Exercise instructions:
The lines below, all of them, should be returned exactly as they appear.

Provided entries:
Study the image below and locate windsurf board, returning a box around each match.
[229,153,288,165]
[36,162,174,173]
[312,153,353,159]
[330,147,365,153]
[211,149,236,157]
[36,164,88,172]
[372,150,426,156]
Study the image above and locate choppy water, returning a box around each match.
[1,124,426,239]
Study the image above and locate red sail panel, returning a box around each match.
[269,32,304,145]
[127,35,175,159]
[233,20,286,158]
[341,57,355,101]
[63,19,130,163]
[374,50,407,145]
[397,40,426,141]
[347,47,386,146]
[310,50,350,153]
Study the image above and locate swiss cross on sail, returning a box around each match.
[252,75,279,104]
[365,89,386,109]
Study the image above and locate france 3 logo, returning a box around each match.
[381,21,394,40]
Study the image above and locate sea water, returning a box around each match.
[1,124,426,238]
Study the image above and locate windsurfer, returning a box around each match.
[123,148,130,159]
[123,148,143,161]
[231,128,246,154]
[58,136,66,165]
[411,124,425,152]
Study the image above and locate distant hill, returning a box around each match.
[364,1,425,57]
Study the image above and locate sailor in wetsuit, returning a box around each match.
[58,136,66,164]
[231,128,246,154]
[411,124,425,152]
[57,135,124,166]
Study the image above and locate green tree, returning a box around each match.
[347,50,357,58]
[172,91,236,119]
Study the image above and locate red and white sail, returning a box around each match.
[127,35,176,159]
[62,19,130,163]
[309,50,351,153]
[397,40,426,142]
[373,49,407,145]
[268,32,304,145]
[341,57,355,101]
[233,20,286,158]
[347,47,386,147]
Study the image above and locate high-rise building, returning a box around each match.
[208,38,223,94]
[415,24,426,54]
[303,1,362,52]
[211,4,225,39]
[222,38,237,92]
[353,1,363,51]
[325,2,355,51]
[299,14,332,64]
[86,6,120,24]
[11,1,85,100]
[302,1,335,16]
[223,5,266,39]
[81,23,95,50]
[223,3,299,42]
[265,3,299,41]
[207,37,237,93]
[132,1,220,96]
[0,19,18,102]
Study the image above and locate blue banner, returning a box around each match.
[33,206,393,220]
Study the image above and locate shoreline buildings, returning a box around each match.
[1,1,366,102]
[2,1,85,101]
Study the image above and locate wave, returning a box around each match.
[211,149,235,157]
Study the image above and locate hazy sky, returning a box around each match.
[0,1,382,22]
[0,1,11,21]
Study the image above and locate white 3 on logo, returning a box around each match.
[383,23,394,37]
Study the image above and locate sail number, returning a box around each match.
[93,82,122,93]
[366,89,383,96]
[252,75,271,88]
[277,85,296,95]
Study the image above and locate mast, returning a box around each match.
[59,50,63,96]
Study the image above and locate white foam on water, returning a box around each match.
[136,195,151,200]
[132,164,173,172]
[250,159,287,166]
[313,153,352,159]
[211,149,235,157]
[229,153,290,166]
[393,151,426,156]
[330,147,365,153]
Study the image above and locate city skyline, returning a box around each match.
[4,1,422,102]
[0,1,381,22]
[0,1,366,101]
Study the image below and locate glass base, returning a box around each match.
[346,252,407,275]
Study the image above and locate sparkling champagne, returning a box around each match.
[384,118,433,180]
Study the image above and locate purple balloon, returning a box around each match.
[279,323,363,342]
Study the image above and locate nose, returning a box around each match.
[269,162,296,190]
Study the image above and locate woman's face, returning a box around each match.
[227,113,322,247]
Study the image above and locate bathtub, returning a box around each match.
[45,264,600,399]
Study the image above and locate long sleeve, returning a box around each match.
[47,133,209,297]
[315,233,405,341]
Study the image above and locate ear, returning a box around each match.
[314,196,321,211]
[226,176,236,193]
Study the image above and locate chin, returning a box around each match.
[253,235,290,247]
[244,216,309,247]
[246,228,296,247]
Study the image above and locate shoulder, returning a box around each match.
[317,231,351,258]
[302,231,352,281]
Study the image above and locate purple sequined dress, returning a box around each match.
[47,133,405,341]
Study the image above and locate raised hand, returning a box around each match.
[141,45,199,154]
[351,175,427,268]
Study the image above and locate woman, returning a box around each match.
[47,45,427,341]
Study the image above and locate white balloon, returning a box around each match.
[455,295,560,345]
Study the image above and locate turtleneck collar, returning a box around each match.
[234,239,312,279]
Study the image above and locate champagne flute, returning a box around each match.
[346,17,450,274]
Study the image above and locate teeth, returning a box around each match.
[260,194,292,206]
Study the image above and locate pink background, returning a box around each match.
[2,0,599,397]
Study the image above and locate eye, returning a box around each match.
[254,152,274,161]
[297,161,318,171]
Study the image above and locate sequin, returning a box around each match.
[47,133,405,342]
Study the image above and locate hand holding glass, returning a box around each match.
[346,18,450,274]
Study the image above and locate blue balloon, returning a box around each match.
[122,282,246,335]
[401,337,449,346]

Written response:
Study the image below and locate windsurf board, returning a box around each match.
[229,153,288,165]
[36,162,174,173]
[312,153,353,159]
[330,147,365,153]
[211,149,236,157]
[36,164,88,172]
[372,150,426,156]
Study the image above and locate choppy water, returning a box around each match.
[1,124,426,239]
Study the image above and locate red sail panel, returning a box around each match.
[269,32,304,145]
[127,35,175,159]
[233,20,286,158]
[341,57,355,101]
[63,19,130,163]
[374,50,407,145]
[397,40,426,141]
[347,47,386,146]
[310,50,350,153]
Study the image above and locate swiss cross on sail, returning a box around each match.
[252,75,279,104]
[365,89,386,109]
Study the image above and locate france 3 logo, returning a box around each match.
[381,21,394,40]
Study the image above and locate sea water, returning a box around each match.
[1,124,426,238]
Study the image above and locate windsurfer, returning a box around each match.
[123,148,130,159]
[123,148,143,161]
[231,128,246,154]
[58,136,66,165]
[411,124,425,152]
Study the image above and locate distant hill, returning a box around each match.
[364,1,425,57]
Study the image above and locate sailor in wetsuit, returning a box around each match.
[58,136,66,164]
[231,128,246,154]
[411,124,425,152]
[57,135,124,166]
Study the image above and locate green tree, returning a box around each match.
[347,50,357,58]
[172,91,236,119]
Study the image above and locate red and white sail, returning a box around each match.
[127,35,176,159]
[62,19,130,163]
[309,50,351,153]
[397,40,426,142]
[373,49,407,145]
[268,32,304,145]
[341,57,355,101]
[233,20,286,158]
[347,47,386,147]
Study the image above and locate high-rise building, returning a box around each match.
[208,38,223,94]
[415,24,426,54]
[303,1,362,52]
[211,4,225,39]
[222,38,237,92]
[353,1,363,51]
[325,2,355,51]
[299,14,332,64]
[86,6,120,24]
[11,1,85,100]
[302,1,335,16]
[223,5,266,39]
[81,23,95,50]
[223,3,299,42]
[265,3,299,41]
[207,37,237,93]
[132,1,220,96]
[0,19,18,102]
Study the image above and locate blue banner, returning a box around each match.
[33,206,393,220]
Study the image above and locate shoreline buildings, returning a box around each match.
[1,1,366,102]
[2,1,85,101]
Study the image above and locate wave, returning a box around each match.
[211,149,235,157]
Study the image above and locate hazy sky, returning a box around each match.
[0,1,382,22]
[0,1,11,21]
Study the image above and locate white 3 on logo, returning a box around each match.
[383,23,394,37]
Study the image above and locate sail number, returning a box around each match.
[93,82,122,93]
[366,89,383,96]
[252,75,271,88]
[277,85,296,95]
Study the image above and locate mast, returning a box around each match.
[59,50,63,96]
Study the image above and locate white foam on water, returning a box around each match.
[136,195,151,200]
[132,164,173,172]
[250,159,287,166]
[313,153,352,159]
[211,149,235,157]
[229,153,290,166]
[393,151,426,156]
[330,147,365,153]
Study the image above and locate city skyline, returning a box around each match.
[4,1,422,102]
[0,1,381,22]
[0,1,366,101]
Study the image below and locate glass base, returning a box around each match.
[346,252,407,275]
Study the image above and locate sparkling champagne, returning a box around each match.
[384,118,433,180]
Study the image above and locate purple balloon, returning a box around each match.
[279,323,363,342]
Study the image above and locate nose, returning a box around each match.
[269,162,296,190]
Study the image above and locate woman's face, returning a box around each match.
[227,113,322,247]
Study the image above and locate bathtub, returning a box around each match.
[45,264,600,399]
Study the image above and locate long sleeve, returning a box around each match.
[47,133,209,297]
[315,233,405,341]
Study the image above and locate ear, returning a box around each match.
[314,196,321,211]
[226,176,236,193]
Study the image above and locate chin, returning a box around each match.
[253,235,290,247]
[244,216,309,247]
[246,228,296,247]
Study the image above and locate shoulder, returning a box around each match.
[317,231,351,258]
[302,231,352,281]
Study the image above and locate purple sequined dress, returning a box around each match.
[47,133,405,341]
Study the image above and locate raised hand, returning a box around each match.
[141,45,199,154]
[351,175,427,268]
Study the image above and locate woman, returning a box around each match.
[47,45,427,341]
Study the image above and locate white balloon, returning a box around each match.
[455,295,560,345]
Study the image above and locate turtleneck collar, returning a box around each match.
[234,239,312,279]
Study the image above and locate champagne flute, returning a box around each match.
[346,17,450,274]
Study the image above and locate teeth, returning a box around each match.
[260,194,292,206]
Study the image above and locate pink background, returning a box around each match.
[2,0,599,397]
Study the image above and locate eye, returning a box around each match.
[254,152,274,161]
[297,161,318,171]
Study the image above and locate sequin, returning a box around each match.
[47,133,405,342]
Study the image above and locate hand holding glass, returning a box around each match.
[346,18,450,274]
Study the image above and locate blue balloon, returning a box around each match.
[122,282,246,335]
[401,337,449,346]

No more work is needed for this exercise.